## Provided text
+++++

Photo: President Tony Tan Keng Yam speaking with Ong Jun Jie, who is working as a service crew at BliSSE, with Christine Low, founder of BliSSE looking on.
These days, Singaporean president Tony Tan Keng Yam can be found making public appearances at social enterprises or speaking about his government’s latest initiatives to support these businesses.
He not only considers social enterprises as a tool to improve society, but actively encourages their development. As a result, Singapore has blossomed into a country full of resources to start a social enterprise.
In 2003, the government set up the Social Enterprise Fund which was repositioned in 2005 as the ComCare Enterprise Fund. This Fund provides seed funding to social enterprises that train and employ disadvantaged individuals, such as persons with disabilities, ex-offenders, or at-risk youth, so that they can integrate into society and move towards self-reliance. Up to 80 percent of project costs capped at $300,000 are available for each business under this program.
One beneficiary of the ComCare Enterprise Fund is BliSSE, a café created by the People’s Association that provides training and employment to single mothers, persons with disabilities, and at-risk youth.

+++++

## Input data
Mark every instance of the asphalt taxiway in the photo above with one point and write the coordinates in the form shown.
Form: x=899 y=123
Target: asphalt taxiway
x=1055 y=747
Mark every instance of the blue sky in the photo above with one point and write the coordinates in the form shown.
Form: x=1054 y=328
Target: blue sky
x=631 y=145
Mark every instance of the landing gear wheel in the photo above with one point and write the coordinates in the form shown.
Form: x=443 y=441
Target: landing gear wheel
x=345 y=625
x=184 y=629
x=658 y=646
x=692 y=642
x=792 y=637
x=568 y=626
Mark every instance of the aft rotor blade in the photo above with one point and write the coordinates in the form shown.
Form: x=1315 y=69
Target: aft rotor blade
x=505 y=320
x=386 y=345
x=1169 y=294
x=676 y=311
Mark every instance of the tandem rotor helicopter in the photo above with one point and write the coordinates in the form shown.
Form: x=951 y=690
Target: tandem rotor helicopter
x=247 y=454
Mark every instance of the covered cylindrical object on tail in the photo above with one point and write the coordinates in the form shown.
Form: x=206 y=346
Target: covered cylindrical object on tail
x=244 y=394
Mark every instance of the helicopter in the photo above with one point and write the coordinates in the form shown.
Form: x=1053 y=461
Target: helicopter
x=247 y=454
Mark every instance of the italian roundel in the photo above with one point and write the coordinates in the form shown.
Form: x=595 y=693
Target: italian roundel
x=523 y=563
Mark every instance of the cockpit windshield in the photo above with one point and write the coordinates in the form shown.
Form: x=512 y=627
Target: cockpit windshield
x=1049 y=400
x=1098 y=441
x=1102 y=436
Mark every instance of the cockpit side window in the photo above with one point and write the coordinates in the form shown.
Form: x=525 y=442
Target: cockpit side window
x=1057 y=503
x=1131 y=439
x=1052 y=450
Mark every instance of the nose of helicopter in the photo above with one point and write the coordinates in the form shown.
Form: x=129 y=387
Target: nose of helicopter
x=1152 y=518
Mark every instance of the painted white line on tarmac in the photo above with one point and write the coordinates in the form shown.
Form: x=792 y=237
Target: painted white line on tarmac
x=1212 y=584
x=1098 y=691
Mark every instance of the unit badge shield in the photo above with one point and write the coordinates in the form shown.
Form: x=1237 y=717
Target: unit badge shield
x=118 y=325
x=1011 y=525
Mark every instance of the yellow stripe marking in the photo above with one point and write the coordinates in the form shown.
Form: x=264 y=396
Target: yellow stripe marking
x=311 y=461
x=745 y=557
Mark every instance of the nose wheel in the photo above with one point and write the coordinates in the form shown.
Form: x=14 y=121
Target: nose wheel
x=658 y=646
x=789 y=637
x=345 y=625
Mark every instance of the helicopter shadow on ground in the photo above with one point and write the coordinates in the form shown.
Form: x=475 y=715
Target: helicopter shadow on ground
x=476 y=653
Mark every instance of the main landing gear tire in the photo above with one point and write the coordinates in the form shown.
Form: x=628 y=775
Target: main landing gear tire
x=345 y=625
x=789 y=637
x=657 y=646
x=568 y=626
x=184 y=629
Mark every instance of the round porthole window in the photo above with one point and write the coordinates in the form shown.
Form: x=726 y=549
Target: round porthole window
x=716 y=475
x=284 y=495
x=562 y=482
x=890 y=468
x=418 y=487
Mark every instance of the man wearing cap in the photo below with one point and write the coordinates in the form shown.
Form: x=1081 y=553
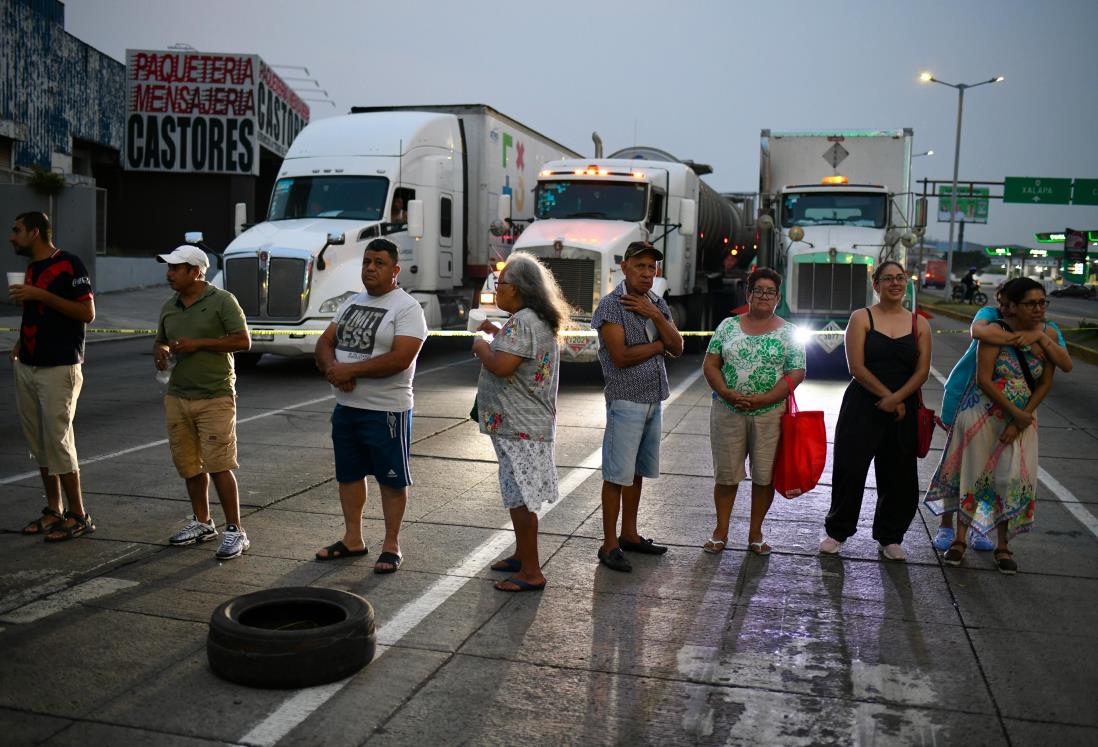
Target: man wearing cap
x=55 y=293
x=201 y=326
x=635 y=332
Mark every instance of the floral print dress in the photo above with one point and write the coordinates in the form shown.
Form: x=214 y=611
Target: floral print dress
x=986 y=481
x=519 y=412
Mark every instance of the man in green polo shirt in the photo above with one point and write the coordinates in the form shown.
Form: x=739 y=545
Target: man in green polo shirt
x=200 y=329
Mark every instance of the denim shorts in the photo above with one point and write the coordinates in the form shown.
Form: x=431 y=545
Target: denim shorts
x=371 y=442
x=631 y=441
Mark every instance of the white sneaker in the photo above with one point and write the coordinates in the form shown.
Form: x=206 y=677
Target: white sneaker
x=194 y=531
x=233 y=544
x=893 y=552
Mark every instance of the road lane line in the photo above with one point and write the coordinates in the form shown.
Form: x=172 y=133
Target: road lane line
x=298 y=708
x=1073 y=504
x=161 y=442
x=81 y=592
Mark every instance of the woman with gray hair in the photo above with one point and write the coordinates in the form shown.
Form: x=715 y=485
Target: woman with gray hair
x=516 y=404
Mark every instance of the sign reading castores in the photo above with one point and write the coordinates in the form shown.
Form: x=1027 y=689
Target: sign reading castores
x=200 y=112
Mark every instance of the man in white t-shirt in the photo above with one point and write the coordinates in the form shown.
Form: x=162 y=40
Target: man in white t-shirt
x=368 y=354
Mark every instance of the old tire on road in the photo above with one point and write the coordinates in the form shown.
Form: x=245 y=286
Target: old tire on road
x=291 y=637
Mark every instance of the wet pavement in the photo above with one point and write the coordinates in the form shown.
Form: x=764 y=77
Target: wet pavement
x=103 y=638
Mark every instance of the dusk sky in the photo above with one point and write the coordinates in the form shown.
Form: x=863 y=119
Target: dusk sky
x=696 y=78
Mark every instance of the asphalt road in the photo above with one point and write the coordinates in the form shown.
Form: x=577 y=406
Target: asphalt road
x=103 y=638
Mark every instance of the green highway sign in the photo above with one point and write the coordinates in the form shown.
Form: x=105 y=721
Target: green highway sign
x=1057 y=237
x=1038 y=190
x=972 y=203
x=1086 y=192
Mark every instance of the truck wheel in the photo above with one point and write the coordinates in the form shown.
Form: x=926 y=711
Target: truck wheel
x=243 y=360
x=291 y=637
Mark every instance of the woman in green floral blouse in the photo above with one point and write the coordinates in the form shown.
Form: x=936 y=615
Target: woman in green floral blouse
x=750 y=364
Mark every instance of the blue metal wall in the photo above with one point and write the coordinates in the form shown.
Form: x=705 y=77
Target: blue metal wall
x=56 y=85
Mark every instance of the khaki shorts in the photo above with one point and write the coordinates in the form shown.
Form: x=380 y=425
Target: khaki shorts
x=735 y=436
x=46 y=398
x=201 y=434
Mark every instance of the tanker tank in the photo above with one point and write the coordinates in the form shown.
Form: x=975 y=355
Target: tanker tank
x=720 y=224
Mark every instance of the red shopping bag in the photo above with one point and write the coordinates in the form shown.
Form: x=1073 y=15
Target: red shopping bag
x=802 y=450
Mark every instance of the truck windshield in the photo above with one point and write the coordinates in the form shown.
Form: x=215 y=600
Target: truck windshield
x=350 y=198
x=860 y=209
x=606 y=200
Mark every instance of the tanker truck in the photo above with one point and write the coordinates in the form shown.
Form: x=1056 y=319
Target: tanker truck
x=833 y=204
x=428 y=178
x=589 y=210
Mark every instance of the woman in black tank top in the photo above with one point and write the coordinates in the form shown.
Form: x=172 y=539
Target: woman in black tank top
x=888 y=355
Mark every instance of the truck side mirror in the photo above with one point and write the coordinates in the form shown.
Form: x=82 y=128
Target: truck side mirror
x=687 y=216
x=415 y=219
x=239 y=218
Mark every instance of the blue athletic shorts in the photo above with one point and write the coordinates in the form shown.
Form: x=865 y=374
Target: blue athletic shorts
x=370 y=442
x=631 y=441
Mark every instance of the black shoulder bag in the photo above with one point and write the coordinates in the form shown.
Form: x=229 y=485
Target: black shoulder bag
x=1030 y=381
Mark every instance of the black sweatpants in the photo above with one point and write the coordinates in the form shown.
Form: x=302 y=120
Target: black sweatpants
x=865 y=434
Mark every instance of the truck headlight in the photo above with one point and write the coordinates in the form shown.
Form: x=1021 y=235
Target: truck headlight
x=332 y=305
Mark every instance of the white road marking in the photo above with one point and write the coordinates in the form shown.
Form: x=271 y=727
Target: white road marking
x=161 y=442
x=81 y=592
x=1073 y=504
x=302 y=704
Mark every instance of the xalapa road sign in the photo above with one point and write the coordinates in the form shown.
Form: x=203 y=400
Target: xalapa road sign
x=1038 y=190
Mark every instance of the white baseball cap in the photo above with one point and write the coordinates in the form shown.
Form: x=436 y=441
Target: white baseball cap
x=186 y=255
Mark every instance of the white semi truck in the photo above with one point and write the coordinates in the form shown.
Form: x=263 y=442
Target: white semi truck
x=589 y=210
x=833 y=205
x=428 y=178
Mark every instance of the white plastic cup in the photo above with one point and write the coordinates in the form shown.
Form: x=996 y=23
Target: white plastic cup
x=165 y=376
x=477 y=316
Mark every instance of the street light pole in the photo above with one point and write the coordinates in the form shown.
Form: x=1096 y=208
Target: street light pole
x=953 y=193
x=961 y=88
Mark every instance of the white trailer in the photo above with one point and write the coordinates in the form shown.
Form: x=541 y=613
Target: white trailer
x=840 y=202
x=428 y=178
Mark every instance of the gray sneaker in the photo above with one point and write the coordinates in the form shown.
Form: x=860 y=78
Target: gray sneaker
x=234 y=543
x=194 y=531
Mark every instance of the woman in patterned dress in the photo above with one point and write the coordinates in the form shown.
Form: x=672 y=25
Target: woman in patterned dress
x=516 y=403
x=988 y=469
x=751 y=364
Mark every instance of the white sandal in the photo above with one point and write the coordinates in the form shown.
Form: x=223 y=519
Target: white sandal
x=714 y=546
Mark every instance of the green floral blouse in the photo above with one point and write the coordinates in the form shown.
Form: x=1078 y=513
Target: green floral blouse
x=753 y=364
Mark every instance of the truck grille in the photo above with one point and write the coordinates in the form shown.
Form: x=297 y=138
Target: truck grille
x=830 y=288
x=576 y=279
x=278 y=290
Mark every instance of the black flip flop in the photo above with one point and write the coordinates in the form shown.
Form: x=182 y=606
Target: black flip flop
x=390 y=558
x=507 y=566
x=343 y=553
x=523 y=586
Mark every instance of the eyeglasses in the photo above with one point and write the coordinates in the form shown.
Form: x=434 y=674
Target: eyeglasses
x=1038 y=303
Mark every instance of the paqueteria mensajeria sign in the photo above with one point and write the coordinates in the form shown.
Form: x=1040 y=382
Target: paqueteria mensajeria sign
x=202 y=112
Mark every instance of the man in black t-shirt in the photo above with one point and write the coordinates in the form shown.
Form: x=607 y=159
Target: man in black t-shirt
x=57 y=303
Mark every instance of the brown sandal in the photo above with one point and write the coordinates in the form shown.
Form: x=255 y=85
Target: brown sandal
x=81 y=526
x=1005 y=561
x=40 y=525
x=955 y=554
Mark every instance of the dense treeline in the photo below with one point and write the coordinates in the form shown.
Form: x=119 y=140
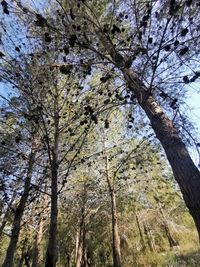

+++++

## What you need to do
**1)** In the listing, rewrite the stretch from the line containing "Mark every instance of the xalapa" through the line containing "x=186 y=255", both included, with the requests kept as they are. Scale only the coordinates in the answers by 0.9, rounding to whole numbers with halves rounded up.
**2)** Finish out the next part of the text on Singapore's support for social enterprises.

## Response list
**1)**
Mark every instance of the xalapa road sign in the photo above with one point and write the coordinates in the form shown.
Form: x=203 y=400
Target: xalapa road sign
x=934 y=171
Mark every instance of the white baseball cap in the photo above with one point and write the coordinates in the form shown.
Form: x=436 y=441
Target: white baseball cap
x=167 y=230

**2)**
“If a social enterprise is viable, if it serves a social purpose, if it contributes to helping people who need help in a way which is meaningful and sustainable, then the Ministry of Social and Family Development (MSF) will be prepared to provide the assistance that is necessary,” said President Tan when he visited the café this week.
Other beneficiaries include the Institute of Mental Health, Mountbatten Vocational School, and the Movement for the Intellectually Disabled of Singapore.
And the government doesn’t stop at funding. For new social entrepreneurs wishing to gain guidance or advice, they are invited to contact the MSF, who will in turn connect them to peers within the sector.
To make it easier for one to start a social enterprise, the Social Enterprise Association also developed a toolkit on starting a social enterprise in Singapore, which can be accessed on the MSF website.
The toolkit covers various topics including an explanation of the different models of social enterprises in Singapore, legal entities, managing intellectual property, funding options, government grants, and managing finance and human resources.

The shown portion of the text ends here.